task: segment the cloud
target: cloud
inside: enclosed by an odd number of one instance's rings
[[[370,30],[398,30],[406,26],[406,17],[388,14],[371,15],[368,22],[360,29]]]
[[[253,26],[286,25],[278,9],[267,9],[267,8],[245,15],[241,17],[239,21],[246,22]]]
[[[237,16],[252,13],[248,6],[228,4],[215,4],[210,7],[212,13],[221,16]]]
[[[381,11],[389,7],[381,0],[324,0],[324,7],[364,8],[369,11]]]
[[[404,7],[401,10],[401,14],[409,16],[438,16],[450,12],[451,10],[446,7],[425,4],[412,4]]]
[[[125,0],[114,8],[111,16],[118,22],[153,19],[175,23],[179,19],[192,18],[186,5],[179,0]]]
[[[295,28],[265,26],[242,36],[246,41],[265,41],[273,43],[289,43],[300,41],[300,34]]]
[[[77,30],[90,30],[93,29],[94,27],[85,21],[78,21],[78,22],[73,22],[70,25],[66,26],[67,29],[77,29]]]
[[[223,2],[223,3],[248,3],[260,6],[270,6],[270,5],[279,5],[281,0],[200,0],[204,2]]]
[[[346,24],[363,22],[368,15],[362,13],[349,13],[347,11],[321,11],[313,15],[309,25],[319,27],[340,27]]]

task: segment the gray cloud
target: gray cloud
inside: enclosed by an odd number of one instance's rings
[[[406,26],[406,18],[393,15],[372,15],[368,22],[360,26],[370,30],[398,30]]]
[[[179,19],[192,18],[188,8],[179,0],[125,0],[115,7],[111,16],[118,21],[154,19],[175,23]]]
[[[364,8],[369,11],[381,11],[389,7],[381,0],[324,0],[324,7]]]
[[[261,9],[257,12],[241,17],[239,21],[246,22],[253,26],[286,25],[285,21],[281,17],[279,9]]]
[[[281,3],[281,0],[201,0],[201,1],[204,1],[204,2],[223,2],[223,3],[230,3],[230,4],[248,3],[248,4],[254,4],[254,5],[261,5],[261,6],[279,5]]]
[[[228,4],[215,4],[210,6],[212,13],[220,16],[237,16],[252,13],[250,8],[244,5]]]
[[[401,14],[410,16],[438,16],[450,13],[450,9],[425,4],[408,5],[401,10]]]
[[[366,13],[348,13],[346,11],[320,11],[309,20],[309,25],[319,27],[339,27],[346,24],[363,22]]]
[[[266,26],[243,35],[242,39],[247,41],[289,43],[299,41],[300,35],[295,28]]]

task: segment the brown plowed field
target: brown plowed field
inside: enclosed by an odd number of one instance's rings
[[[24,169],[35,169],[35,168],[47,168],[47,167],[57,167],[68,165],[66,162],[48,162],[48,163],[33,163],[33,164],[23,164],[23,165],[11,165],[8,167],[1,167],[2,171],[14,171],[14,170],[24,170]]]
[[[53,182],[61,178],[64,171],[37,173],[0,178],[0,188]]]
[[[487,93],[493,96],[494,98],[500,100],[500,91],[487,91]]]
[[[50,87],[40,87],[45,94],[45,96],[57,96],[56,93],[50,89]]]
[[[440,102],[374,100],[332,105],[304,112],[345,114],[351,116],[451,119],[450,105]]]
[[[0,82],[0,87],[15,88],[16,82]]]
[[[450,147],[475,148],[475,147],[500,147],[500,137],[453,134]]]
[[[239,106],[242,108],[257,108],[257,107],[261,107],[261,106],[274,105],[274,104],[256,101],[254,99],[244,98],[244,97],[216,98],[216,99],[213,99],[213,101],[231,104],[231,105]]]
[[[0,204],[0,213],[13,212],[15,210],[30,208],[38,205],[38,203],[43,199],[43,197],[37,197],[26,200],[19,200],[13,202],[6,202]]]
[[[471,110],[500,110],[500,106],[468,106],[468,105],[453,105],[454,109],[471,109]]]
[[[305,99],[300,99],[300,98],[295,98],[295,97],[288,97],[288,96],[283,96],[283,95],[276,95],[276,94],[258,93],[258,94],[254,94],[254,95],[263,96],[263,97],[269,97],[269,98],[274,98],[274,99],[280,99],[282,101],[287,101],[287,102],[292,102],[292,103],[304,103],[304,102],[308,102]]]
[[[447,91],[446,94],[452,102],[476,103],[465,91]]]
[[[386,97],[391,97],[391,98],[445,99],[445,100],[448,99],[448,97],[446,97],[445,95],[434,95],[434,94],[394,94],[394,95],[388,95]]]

******************************

Retype all of the material above, line for line, without changing anything.

_Written response_
task: segment the cloud
target: cloud
inside: enclosed by an odd number of one instance's rings
[[[370,30],[398,30],[406,26],[406,17],[388,14],[371,15],[368,22],[360,29]]]
[[[253,26],[286,25],[278,9],[267,9],[267,8],[245,15],[241,17],[239,21],[246,22]]]
[[[237,16],[252,13],[248,6],[228,4],[215,4],[210,7],[212,13],[221,16]]]
[[[381,11],[389,7],[381,0],[324,0],[324,7],[364,8],[369,11]]]
[[[404,7],[401,10],[401,14],[409,16],[438,16],[450,12],[451,10],[446,7],[425,4],[412,4]]]
[[[125,0],[114,8],[111,16],[118,22],[153,19],[175,23],[179,19],[192,18],[186,5],[179,0]]]
[[[295,28],[265,26],[242,36],[246,41],[265,41],[273,43],[289,43],[300,41],[300,34]]]
[[[77,30],[90,30],[93,29],[94,27],[85,21],[78,21],[78,22],[73,22],[70,25],[66,26],[67,29],[77,29]]]
[[[223,2],[223,3],[248,3],[260,6],[270,6],[270,5],[279,5],[281,0],[200,0],[204,2]]]
[[[346,24],[363,22],[368,15],[362,13],[349,13],[347,11],[321,11],[313,15],[309,25],[319,27],[340,27]]]

task: segment the gray cloud
target: gray cloud
inside: enclosed by an odd number of one instance's rings
[[[406,26],[406,18],[393,15],[372,15],[368,22],[360,26],[370,30],[398,30]]]
[[[179,19],[192,18],[188,8],[179,0],[125,0],[115,7],[111,16],[118,21],[154,19],[175,23]]]
[[[364,8],[369,11],[381,11],[389,7],[381,0],[324,0],[324,7]]]
[[[261,9],[257,12],[241,17],[239,21],[246,22],[253,26],[286,25],[285,21],[281,17],[279,9]]]
[[[281,3],[281,0],[201,0],[201,1],[204,1],[204,2],[223,2],[223,3],[230,3],[230,4],[248,3],[248,4],[254,4],[254,5],[261,5],[261,6],[279,5]]]
[[[228,4],[215,4],[210,6],[212,13],[220,16],[237,16],[252,13],[250,8],[244,5]]]
[[[401,14],[410,16],[438,16],[450,13],[450,9],[425,4],[408,5],[401,10]]]
[[[366,13],[348,13],[346,11],[320,11],[309,20],[309,25],[319,27],[339,27],[346,24],[363,22]]]
[[[266,26],[243,35],[242,39],[247,41],[289,43],[299,41],[300,35],[295,28]]]

task: segment the brown plowed field
target: brown plowed field
inside: enclosed by an odd number of one instance's rings
[[[24,169],[35,169],[35,168],[47,168],[47,167],[57,167],[68,165],[66,162],[48,162],[48,163],[33,163],[33,164],[23,164],[23,165],[11,165],[8,167],[1,167],[2,171],[14,171],[14,170],[24,170]]]
[[[53,182],[61,178],[64,171],[37,173],[0,178],[0,188]]]
[[[487,93],[493,96],[494,98],[500,100],[500,91],[487,91]]]
[[[50,87],[40,87],[45,94],[45,96],[57,96],[56,93],[50,89]]]
[[[440,102],[374,100],[332,105],[304,112],[345,114],[351,116],[451,119],[450,105]]]
[[[0,82],[0,87],[15,88],[16,82]]]
[[[450,147],[475,148],[475,147],[500,147],[500,137],[453,134]]]
[[[239,106],[242,108],[257,108],[257,107],[261,107],[261,106],[274,105],[274,104],[256,101],[254,99],[244,98],[244,97],[216,98],[216,99],[213,99],[213,101],[231,104],[231,105]]]
[[[0,204],[0,213],[13,212],[15,210],[30,208],[38,205],[38,203],[43,199],[43,197],[37,197],[26,200],[19,200],[13,202],[6,202]]]
[[[471,110],[500,110],[500,106],[468,106],[468,105],[453,105],[454,109],[471,109]]]
[[[305,99],[300,99],[300,98],[295,98],[295,97],[288,97],[288,96],[283,96],[283,95],[276,95],[276,94],[258,93],[258,94],[254,94],[254,95],[263,96],[263,97],[269,97],[269,98],[274,98],[274,99],[280,99],[282,101],[287,101],[287,102],[292,102],[292,103],[304,103],[304,102],[308,102]]]
[[[447,91],[446,94],[452,102],[476,103],[465,91]]]
[[[386,97],[391,97],[391,98],[445,99],[445,100],[448,99],[448,97],[446,97],[445,95],[434,95],[434,94],[394,94],[394,95],[388,95]]]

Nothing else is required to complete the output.